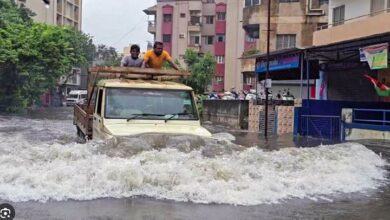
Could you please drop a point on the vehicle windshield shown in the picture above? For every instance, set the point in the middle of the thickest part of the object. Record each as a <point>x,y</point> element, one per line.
<point>149,104</point>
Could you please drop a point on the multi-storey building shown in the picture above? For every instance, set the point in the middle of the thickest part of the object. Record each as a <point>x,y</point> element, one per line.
<point>56,12</point>
<point>353,25</point>
<point>292,25</point>
<point>59,12</point>
<point>205,26</point>
<point>348,18</point>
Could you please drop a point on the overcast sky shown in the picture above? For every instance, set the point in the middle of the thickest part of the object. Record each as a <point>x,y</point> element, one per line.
<point>117,23</point>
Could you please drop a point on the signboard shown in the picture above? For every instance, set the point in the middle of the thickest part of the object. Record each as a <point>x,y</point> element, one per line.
<point>375,55</point>
<point>278,64</point>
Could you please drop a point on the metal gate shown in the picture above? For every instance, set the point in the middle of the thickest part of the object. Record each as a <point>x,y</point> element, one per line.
<point>321,126</point>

• **Work item**
What you produce should repeat the data word for word while omitting all images.

• **Your solution**
Could you please drop a point on the vehicle windshield shown in the picture above? For every instance, set the point in the middle of the thickest part of the object. Record each as a <point>x,y</point> element, one per line.
<point>149,104</point>
Could you please drop a point on the multi-storey building shown in the picture above? For every instance, set the point in the middle of the thickest part of the object. Record each as a <point>x,y</point> element, one per line.
<point>56,12</point>
<point>353,25</point>
<point>292,25</point>
<point>59,12</point>
<point>205,26</point>
<point>348,18</point>
Could you please drop a point on the overcast sky shown in the picture above? For every instance, set the point in the middle of the thickest part of the object. Record each as a <point>x,y</point> element, one per line.
<point>117,23</point>
Could you please drop a point on the signboard shown in the picture above? For every instance, set the point in the middle of the thickest part of the object. Record each as a <point>x,y</point> element, one per line.
<point>375,55</point>
<point>278,64</point>
Could you please drop a point on the metal gate shown in the picture above? For every instance, set the point in the middle of the thickest part of the object. Record each as a <point>x,y</point> element, one per line.
<point>321,126</point>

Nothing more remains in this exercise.